## Text segment
*****

How to Save Ourselves From Extinction (One System at a Time)

By K. C. ColeNovember 3, 2012

The Fate of the Species by Fred Guterl
Thinking, Fast and Slow by Daniel Kahneman

WHAT TO DO? It seems as if the human race is ready to throw itself over a cliff. Or, rather, get thrown by the technology it has itself created. We run the risk of going extinct, and the irony is, we did it to ourselves. The ‘smarty pants’ brain that created advanced weapons, complex global economics, vaccines and antibiotics that save lives, universities, YouTube, and public parks (not to mention Bach and baseball) is routinely bossed around by the brain that shoots from the hip, makes often terrible decisions, and reacts more to fear and greed than to reason.

*****

## Information supplied
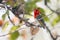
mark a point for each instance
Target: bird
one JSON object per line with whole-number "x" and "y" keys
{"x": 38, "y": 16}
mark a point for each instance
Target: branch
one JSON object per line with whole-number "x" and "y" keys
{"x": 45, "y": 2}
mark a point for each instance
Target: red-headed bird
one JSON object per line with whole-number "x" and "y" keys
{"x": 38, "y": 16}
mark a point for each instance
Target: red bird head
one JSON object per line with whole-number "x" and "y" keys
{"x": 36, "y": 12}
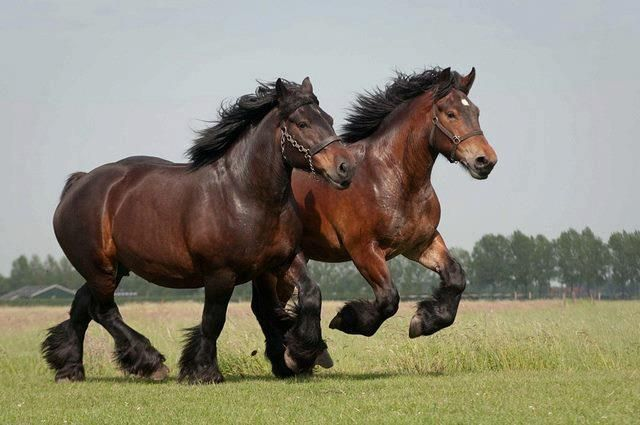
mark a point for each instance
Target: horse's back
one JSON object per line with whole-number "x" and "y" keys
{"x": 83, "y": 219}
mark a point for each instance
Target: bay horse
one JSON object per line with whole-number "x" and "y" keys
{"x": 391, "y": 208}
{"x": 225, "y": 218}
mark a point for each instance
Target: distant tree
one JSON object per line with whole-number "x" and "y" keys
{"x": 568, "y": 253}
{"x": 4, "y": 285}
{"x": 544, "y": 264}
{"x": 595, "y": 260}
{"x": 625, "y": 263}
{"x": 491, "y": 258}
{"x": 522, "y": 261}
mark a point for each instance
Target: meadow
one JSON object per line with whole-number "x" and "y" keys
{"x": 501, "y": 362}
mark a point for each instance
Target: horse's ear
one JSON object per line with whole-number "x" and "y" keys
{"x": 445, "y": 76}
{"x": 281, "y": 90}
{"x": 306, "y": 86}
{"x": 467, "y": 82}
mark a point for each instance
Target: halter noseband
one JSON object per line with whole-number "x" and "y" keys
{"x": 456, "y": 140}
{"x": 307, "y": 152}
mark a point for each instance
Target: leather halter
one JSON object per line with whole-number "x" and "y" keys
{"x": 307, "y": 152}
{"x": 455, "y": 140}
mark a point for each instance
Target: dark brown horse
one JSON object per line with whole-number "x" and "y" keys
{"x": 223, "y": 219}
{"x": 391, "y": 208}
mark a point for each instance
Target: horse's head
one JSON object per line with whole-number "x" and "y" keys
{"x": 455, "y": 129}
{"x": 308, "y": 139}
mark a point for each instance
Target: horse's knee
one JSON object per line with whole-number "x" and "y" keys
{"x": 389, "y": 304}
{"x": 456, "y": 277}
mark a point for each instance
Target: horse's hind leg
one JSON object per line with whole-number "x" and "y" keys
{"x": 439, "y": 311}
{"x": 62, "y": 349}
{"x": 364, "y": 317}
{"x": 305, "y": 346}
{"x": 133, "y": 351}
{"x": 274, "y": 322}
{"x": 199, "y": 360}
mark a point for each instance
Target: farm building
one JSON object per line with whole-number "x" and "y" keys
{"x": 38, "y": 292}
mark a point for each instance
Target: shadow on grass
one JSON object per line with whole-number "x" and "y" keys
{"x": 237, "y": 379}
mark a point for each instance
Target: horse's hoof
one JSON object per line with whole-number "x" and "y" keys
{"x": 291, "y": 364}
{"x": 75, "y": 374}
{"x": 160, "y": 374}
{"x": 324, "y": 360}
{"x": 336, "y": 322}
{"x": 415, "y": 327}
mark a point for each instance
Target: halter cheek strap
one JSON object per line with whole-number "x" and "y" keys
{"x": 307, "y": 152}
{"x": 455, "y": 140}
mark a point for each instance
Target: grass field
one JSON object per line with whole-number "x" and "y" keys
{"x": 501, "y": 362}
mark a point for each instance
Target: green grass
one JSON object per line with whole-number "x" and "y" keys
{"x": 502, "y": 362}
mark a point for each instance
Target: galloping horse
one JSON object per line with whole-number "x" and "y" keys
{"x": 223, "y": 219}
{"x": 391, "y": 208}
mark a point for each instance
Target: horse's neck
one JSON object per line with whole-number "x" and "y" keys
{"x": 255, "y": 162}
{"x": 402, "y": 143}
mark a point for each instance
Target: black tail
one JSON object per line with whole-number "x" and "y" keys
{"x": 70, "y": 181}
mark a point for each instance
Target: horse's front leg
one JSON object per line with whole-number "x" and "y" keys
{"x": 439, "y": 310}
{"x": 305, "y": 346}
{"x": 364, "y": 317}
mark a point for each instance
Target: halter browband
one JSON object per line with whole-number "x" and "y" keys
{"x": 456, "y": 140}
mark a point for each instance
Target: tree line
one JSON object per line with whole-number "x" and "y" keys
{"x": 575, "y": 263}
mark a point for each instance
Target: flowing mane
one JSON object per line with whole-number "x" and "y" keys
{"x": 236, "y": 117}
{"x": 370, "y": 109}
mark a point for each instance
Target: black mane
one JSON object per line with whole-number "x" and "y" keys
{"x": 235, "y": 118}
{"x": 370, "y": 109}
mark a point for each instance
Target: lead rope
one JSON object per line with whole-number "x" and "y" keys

*****

## Tasks to perform
1 - The passage on human extinction calls our risk of going extinct ironic. In one to three sentences, explain why.
2 - Copy the passage on human extinction word for word, from "WHAT TO DO?" up to and including "than to reason.".

## Per-task outputs
1 - The risk is ironic because humans brought it on themselves. The threat comes from technology that the human race created.

2 -
WHAT TO DO? It seems as if the human race is ready to throw itself over a cliff. Or, rather, get thrown by the technology it has itself created. We run the risk of going extinct, and the irony is, we did it to ourselves. The ‘smarty pants’ brain that created advanced weapons, complex global economics, vaccines and antibiotics that save lives, universities, YouTube, and public parks (not to mention Bach and baseball) is routinely bossed around by the brain that shoots from the hip, makes often terrible decisions, and reacts more to fear and greed than to reason.